## Written instruction
Put the records below into a Markdown table with two columns, Row and Text, giving each line its row number and skipping blank lines.

## Dataset extract
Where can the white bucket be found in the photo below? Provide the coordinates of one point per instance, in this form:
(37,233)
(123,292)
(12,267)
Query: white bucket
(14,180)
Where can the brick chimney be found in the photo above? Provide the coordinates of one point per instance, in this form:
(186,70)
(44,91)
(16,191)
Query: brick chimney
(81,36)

## The solution
| Row | Text |
|---|---|
| 1 | Where can the white bucket be found in the photo below? Provide the coordinates of one point per instance, in this form: |
| 2 | (37,233) |
| 3 | (123,292) |
| 4 | (12,267) |
| 5 | Query: white bucket |
| 6 | (14,180) |
| 7 | Where can the brick chimney be found in the photo above? Provide the coordinates of one point per instance, in this form: |
| 8 | (186,70) |
| 9 | (44,91) |
| 10 | (16,191) |
| 11 | Query: brick chimney |
| 12 | (81,36) |